(Short task): Please echo the listing below, from the line with "beam so I can check stock levels." up to and including the line with "(175, 215), (274, 271)", reproducing those lines exactly and nothing else.

(Supplied entries):
** Begin **
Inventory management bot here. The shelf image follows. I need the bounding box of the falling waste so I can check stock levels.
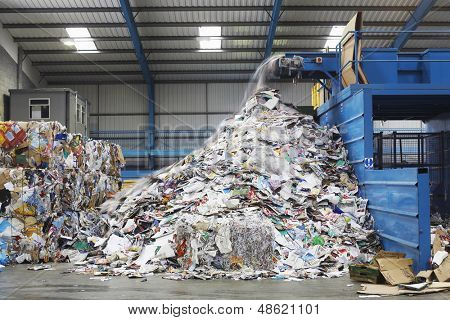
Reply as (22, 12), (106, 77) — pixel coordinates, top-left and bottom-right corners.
(67, 89), (379, 280)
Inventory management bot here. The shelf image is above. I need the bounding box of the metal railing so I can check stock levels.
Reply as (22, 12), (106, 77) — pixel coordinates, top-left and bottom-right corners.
(332, 30), (450, 91)
(373, 131), (450, 220)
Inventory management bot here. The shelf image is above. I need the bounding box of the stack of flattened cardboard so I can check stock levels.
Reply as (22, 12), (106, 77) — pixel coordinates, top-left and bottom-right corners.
(350, 226), (450, 296)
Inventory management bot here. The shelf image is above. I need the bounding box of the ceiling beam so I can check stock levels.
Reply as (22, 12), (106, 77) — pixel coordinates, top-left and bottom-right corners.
(41, 69), (255, 77)
(264, 0), (283, 60)
(25, 47), (432, 55)
(0, 5), (450, 13)
(33, 59), (261, 67)
(392, 0), (437, 49)
(120, 0), (155, 149)
(3, 20), (450, 29)
(14, 30), (450, 43)
(48, 77), (312, 86)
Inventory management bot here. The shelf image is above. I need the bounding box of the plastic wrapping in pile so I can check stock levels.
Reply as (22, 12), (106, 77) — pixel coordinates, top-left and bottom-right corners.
(68, 90), (379, 280)
(0, 122), (124, 264)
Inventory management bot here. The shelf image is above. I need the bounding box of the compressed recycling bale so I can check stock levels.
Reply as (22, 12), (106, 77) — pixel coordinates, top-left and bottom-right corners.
(175, 215), (274, 271)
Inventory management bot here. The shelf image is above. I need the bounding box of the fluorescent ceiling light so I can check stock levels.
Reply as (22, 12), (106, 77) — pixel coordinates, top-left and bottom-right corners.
(198, 27), (222, 37)
(77, 50), (100, 53)
(75, 40), (97, 51)
(66, 28), (91, 38)
(197, 49), (224, 52)
(61, 39), (75, 47)
(325, 26), (345, 50)
(199, 40), (222, 49)
(63, 28), (97, 52)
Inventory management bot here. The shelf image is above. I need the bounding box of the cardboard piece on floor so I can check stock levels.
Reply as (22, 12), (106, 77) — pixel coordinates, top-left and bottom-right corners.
(434, 257), (450, 282)
(358, 282), (450, 296)
(416, 270), (433, 282)
(432, 230), (442, 256)
(358, 284), (399, 296)
(428, 282), (450, 289)
(376, 258), (415, 285)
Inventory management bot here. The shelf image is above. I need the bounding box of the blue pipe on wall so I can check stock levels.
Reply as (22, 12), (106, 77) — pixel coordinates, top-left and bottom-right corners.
(391, 0), (436, 50)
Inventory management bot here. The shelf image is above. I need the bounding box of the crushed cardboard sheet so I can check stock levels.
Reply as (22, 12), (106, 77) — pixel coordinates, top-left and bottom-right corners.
(358, 282), (450, 296)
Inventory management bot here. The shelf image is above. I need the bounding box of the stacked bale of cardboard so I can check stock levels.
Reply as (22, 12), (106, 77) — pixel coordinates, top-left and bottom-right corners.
(0, 121), (124, 263)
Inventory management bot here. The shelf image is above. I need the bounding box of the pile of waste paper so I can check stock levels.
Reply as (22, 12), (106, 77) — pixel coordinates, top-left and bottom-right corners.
(350, 226), (450, 298)
(72, 90), (379, 280)
(0, 122), (124, 264)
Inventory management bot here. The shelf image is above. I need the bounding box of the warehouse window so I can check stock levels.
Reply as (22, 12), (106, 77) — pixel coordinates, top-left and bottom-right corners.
(325, 26), (345, 50)
(77, 102), (83, 123)
(198, 26), (222, 52)
(29, 98), (50, 120)
(81, 104), (86, 124)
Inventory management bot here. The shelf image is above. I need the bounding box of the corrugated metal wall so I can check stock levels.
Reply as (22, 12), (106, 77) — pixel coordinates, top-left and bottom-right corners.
(55, 83), (311, 131)
(54, 83), (311, 168)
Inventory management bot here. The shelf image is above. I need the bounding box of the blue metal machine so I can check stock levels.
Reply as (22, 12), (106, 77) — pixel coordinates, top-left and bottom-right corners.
(277, 31), (450, 271)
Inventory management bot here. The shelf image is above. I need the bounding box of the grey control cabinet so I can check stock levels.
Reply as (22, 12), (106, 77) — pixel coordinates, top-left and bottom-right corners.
(9, 88), (89, 137)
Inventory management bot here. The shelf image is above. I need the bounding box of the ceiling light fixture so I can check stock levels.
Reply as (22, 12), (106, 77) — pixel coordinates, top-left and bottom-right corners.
(63, 28), (97, 52)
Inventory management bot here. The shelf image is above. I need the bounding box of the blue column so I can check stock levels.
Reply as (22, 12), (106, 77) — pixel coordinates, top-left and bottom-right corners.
(264, 0), (283, 59)
(120, 0), (155, 149)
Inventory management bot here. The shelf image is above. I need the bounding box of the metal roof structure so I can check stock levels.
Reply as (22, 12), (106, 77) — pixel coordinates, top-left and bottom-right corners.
(0, 0), (450, 84)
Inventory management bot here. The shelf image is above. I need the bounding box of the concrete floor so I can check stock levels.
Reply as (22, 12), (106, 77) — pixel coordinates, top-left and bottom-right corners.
(0, 264), (450, 300)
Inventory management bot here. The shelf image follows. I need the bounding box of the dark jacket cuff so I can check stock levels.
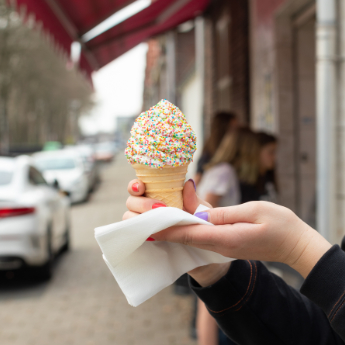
** End **
(Task response):
Inventory management bot here. The shelf image is above. I need the bounding box of the ceiling beam so I can check stock levels.
Reply as (22, 12), (106, 77) — pixel coordinates, top-left and bottom-right corners.
(41, 69), (255, 77)
(264, 0), (283, 60)
(25, 47), (432, 55)
(0, 5), (450, 13)
(33, 59), (261, 67)
(392, 0), (437, 49)
(120, 0), (155, 149)
(3, 20), (450, 29)
(14, 30), (450, 43)
(48, 77), (312, 86)
Inventory management bot here. The shelf image is above. I need the bounding box of the plastic wrapping in pile so I can check stock levels.
Reply as (22, 12), (106, 77) — pixel coordinates, top-left and bottom-right corners.
(68, 90), (379, 280)
(0, 122), (124, 264)
Inventory management bot here. The shelf image is above. I need the bounding box of the compressed recycling bale so I can check stock levels.
Reply as (22, 12), (106, 77) — pixel coordinates, top-left and bottom-right corners.
(175, 215), (274, 271)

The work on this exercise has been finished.